BRIEF =>
List every line of the rows that contains the word "trunk", copying each one in full. Case counts.

GIVEN ENTRIES =>
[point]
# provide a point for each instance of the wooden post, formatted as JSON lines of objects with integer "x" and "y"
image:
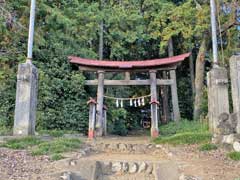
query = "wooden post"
{"x": 217, "y": 96}
{"x": 166, "y": 113}
{"x": 100, "y": 93}
{"x": 235, "y": 84}
{"x": 127, "y": 76}
{"x": 92, "y": 118}
{"x": 154, "y": 103}
{"x": 104, "y": 120}
{"x": 176, "y": 112}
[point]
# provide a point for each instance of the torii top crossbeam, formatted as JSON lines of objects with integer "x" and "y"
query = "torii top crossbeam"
{"x": 94, "y": 65}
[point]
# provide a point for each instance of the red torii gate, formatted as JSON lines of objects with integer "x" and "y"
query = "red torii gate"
{"x": 96, "y": 120}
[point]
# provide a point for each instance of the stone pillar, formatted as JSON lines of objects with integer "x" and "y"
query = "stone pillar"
{"x": 105, "y": 120}
{"x": 26, "y": 100}
{"x": 235, "y": 85}
{"x": 175, "y": 105}
{"x": 154, "y": 104}
{"x": 92, "y": 118}
{"x": 100, "y": 94}
{"x": 218, "y": 102}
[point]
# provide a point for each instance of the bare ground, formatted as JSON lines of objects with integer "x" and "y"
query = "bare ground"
{"x": 213, "y": 165}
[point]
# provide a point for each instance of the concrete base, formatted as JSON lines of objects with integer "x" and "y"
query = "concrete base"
{"x": 26, "y": 100}
{"x": 218, "y": 101}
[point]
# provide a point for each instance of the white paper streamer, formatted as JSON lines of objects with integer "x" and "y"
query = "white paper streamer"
{"x": 139, "y": 102}
{"x": 143, "y": 102}
{"x": 131, "y": 102}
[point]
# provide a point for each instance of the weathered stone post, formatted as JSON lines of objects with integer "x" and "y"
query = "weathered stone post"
{"x": 100, "y": 94}
{"x": 218, "y": 101}
{"x": 176, "y": 112}
{"x": 26, "y": 100}
{"x": 26, "y": 95}
{"x": 154, "y": 104}
{"x": 92, "y": 118}
{"x": 235, "y": 85}
{"x": 105, "y": 120}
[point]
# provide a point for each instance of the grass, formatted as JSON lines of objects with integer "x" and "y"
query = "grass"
{"x": 234, "y": 156}
{"x": 183, "y": 126}
{"x": 208, "y": 147}
{"x": 184, "y": 132}
{"x": 37, "y": 147}
{"x": 184, "y": 138}
{"x": 4, "y": 131}
{"x": 56, "y": 133}
{"x": 22, "y": 143}
{"x": 56, "y": 146}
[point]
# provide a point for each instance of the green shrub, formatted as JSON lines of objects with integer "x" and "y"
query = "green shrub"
{"x": 56, "y": 146}
{"x": 183, "y": 126}
{"x": 5, "y": 131}
{"x": 22, "y": 143}
{"x": 184, "y": 138}
{"x": 234, "y": 156}
{"x": 119, "y": 122}
{"x": 208, "y": 147}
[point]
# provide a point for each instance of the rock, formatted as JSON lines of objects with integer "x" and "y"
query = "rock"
{"x": 116, "y": 167}
{"x": 229, "y": 139}
{"x": 170, "y": 154}
{"x": 182, "y": 177}
{"x": 150, "y": 146}
{"x": 113, "y": 147}
{"x": 106, "y": 167}
{"x": 236, "y": 146}
{"x": 149, "y": 169}
{"x": 125, "y": 167}
{"x": 133, "y": 167}
{"x": 159, "y": 146}
{"x": 129, "y": 147}
{"x": 122, "y": 147}
{"x": 66, "y": 176}
{"x": 72, "y": 162}
{"x": 142, "y": 167}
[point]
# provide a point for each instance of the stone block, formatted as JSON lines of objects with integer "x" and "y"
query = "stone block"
{"x": 218, "y": 101}
{"x": 235, "y": 86}
{"x": 26, "y": 100}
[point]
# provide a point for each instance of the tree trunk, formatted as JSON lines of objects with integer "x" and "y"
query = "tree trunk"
{"x": 101, "y": 41}
{"x": 199, "y": 78}
{"x": 191, "y": 67}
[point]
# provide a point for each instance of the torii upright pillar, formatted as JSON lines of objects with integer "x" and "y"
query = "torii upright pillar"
{"x": 100, "y": 93}
{"x": 154, "y": 104}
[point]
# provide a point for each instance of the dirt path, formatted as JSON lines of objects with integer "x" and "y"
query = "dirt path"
{"x": 190, "y": 161}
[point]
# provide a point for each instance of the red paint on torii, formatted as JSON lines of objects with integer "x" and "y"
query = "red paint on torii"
{"x": 128, "y": 64}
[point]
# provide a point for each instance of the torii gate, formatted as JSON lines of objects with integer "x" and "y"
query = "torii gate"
{"x": 96, "y": 115}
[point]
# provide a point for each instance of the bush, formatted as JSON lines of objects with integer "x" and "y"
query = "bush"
{"x": 208, "y": 147}
{"x": 234, "y": 156}
{"x": 185, "y": 138}
{"x": 183, "y": 126}
{"x": 119, "y": 122}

SOLUTION TO THE PROBLEM =>
# provide a point for each instance of the tree trunk, formatted as JSON lines of objects with integer "x" and "y"
query = "tree trunk"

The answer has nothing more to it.